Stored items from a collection
┄┄┄┄┄┄┄┄┄┄┄┄┄┄┄┄┄┄┄┄

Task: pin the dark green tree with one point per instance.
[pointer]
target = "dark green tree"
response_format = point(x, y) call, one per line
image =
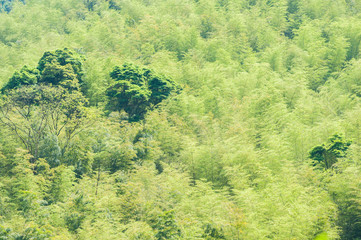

┄┄┄┄┄┄┄┄┄┄┄┄┄┄┄┄┄┄┄┄

Short task: Copy the records above line for line without any changes, leaving out the pictures.

Written reply:
Task: pin the dark green tree with one point per instance.
[pointer]
target = "dark green tree"
response_format = point(x, y) call, one per line
image =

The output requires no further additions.